#### Set problem
Return, word for word, only the lines from the one containing "ceiling fan light" through the last line of the entries.

****************

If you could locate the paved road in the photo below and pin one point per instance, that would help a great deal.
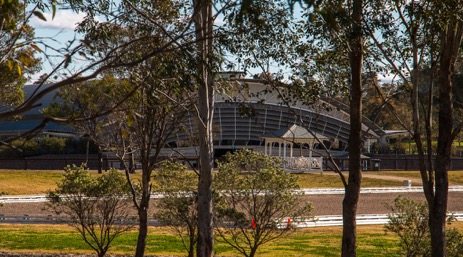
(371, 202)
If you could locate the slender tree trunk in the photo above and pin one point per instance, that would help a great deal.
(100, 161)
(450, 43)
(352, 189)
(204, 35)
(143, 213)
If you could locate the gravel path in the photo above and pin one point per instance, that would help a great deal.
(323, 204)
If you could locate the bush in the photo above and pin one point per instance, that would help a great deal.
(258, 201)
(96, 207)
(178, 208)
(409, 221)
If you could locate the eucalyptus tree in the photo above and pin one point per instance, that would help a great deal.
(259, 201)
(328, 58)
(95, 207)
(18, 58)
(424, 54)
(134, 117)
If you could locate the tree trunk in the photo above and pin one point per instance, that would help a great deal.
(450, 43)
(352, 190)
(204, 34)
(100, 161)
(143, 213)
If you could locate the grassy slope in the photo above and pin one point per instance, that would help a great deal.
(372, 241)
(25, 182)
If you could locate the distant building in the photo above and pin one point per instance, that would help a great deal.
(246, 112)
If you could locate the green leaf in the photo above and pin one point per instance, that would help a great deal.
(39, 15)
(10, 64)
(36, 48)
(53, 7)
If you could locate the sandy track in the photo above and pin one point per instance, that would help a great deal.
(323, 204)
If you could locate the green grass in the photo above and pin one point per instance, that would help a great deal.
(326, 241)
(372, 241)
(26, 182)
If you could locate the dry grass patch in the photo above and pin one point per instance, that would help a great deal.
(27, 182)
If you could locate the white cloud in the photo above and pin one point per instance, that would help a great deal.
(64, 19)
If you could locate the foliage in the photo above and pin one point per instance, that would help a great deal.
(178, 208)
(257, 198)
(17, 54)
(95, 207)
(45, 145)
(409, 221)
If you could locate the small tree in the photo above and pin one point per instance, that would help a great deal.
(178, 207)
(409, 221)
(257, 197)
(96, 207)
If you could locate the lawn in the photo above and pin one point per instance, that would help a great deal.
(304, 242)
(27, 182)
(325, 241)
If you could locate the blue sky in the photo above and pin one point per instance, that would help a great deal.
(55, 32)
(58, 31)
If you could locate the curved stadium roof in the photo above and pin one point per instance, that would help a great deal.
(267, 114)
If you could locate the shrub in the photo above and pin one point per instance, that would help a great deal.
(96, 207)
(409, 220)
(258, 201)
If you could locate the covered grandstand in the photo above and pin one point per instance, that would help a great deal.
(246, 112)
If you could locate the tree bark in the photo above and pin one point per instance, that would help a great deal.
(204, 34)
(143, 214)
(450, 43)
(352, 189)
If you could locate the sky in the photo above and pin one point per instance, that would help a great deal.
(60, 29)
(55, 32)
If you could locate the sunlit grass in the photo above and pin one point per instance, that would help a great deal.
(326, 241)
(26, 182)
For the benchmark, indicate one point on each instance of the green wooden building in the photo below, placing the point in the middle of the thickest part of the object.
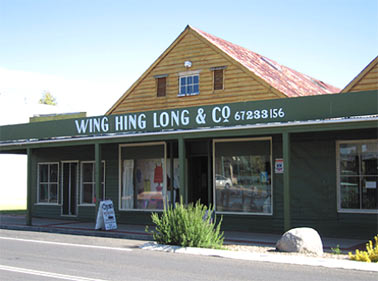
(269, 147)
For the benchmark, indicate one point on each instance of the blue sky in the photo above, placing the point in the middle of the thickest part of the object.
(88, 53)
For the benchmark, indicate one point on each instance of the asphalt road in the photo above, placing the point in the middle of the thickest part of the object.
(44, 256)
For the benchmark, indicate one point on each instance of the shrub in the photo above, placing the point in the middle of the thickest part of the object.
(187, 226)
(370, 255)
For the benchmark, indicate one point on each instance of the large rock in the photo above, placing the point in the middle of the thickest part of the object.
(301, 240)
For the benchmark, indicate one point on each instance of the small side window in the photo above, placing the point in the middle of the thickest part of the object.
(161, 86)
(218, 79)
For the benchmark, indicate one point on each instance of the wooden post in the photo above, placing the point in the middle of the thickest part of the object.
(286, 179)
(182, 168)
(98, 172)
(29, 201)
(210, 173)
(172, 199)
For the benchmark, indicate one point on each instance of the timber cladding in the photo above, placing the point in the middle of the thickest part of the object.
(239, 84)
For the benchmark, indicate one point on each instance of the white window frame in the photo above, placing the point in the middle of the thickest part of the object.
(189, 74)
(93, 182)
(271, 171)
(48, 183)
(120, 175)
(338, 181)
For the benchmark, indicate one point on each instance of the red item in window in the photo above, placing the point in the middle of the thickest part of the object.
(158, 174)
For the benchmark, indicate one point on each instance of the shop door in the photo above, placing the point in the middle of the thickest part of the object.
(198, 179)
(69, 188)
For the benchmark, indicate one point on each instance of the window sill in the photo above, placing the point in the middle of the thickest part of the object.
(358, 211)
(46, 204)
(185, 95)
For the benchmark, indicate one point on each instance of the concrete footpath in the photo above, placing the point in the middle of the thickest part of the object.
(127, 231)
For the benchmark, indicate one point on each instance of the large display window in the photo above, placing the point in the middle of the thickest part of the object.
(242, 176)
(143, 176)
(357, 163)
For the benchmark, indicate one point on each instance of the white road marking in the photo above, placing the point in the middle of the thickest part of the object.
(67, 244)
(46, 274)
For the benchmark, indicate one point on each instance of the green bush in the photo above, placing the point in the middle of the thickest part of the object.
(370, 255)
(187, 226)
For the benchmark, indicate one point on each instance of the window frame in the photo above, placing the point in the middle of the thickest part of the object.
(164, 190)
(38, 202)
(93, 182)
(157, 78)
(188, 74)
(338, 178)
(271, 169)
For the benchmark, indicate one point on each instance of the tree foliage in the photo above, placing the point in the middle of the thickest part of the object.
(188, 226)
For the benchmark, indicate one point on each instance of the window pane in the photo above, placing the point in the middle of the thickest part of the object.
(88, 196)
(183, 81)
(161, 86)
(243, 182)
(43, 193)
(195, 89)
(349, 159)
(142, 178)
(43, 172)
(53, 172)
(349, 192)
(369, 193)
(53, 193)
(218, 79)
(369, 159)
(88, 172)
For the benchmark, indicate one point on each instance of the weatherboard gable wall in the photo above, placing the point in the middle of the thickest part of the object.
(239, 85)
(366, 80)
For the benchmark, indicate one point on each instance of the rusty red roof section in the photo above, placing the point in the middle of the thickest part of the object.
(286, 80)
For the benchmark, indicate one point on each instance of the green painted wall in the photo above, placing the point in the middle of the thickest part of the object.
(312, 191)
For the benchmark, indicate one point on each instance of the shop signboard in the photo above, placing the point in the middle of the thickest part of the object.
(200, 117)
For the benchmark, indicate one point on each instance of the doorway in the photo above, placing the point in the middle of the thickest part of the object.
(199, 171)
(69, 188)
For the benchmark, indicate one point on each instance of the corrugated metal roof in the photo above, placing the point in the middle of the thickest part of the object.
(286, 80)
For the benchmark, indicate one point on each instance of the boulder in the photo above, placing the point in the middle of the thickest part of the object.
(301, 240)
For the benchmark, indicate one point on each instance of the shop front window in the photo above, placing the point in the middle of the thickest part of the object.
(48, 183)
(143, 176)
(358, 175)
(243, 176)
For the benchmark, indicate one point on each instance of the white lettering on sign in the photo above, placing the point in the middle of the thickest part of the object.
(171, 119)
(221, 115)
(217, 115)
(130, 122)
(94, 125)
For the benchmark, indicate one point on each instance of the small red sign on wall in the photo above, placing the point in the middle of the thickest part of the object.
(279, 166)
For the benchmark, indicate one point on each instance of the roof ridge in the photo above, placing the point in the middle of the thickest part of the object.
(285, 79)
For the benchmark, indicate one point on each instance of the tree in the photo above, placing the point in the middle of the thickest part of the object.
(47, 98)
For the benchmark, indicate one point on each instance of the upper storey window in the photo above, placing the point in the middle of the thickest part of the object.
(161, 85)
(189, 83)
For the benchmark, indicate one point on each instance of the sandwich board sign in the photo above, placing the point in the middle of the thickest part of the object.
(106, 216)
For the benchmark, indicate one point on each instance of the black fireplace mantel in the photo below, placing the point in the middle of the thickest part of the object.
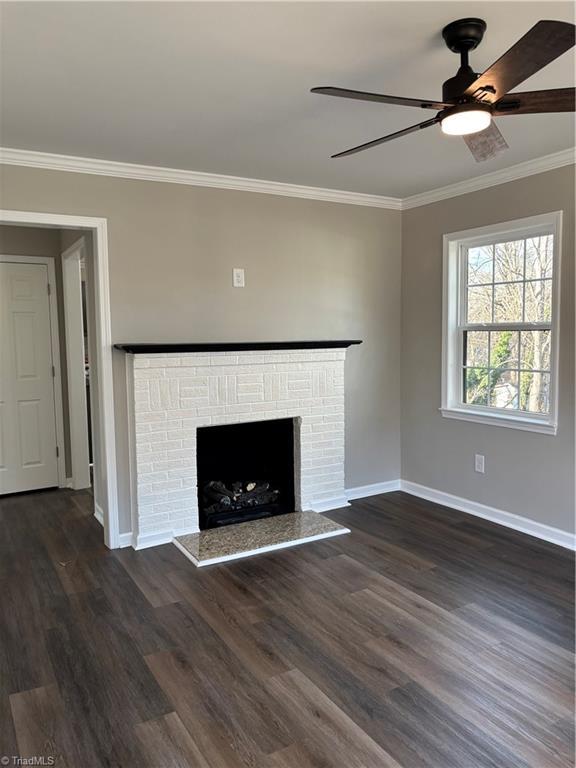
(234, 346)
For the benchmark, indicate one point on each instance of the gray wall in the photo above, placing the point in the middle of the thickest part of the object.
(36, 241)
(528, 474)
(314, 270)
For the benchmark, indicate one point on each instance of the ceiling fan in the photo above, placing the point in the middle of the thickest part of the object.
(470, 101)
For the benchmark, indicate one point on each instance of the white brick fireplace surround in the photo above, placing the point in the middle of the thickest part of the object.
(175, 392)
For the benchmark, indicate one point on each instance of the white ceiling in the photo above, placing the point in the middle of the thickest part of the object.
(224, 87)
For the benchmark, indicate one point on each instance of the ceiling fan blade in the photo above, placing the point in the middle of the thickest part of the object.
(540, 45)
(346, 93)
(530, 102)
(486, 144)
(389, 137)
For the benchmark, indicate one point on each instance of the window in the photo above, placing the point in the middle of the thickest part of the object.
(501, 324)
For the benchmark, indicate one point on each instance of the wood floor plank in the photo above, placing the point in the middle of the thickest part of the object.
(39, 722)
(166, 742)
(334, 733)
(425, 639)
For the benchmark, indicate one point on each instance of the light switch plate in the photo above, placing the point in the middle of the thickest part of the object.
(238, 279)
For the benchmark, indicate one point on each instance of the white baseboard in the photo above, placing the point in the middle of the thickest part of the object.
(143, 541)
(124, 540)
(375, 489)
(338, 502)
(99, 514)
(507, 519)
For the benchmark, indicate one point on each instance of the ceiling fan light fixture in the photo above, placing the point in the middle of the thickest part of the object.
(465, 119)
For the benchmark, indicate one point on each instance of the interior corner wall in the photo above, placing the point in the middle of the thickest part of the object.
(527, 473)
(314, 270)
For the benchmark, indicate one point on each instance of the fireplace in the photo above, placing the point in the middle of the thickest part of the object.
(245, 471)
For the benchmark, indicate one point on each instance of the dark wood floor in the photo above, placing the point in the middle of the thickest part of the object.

****************

#### Task output
For the benchmark, indicate one point on each instance of the ceiling fan light fixture in the photo above, placing the point in the middle of the thickest part of the object.
(465, 119)
For the benchmark, indicate one point on each instance of the interior corner wall in the photo above, placing the point in the middle of the thickest part of the object.
(527, 473)
(314, 270)
For the benchmark, indicate one point on each instance of the fireplace in the photo above, placing the point in the middle of the thickest part of the object.
(245, 471)
For the benchmark, indicate one point on each instance of the dark wood floor in the photo above, placing the point in the middle of the thickest part of the object.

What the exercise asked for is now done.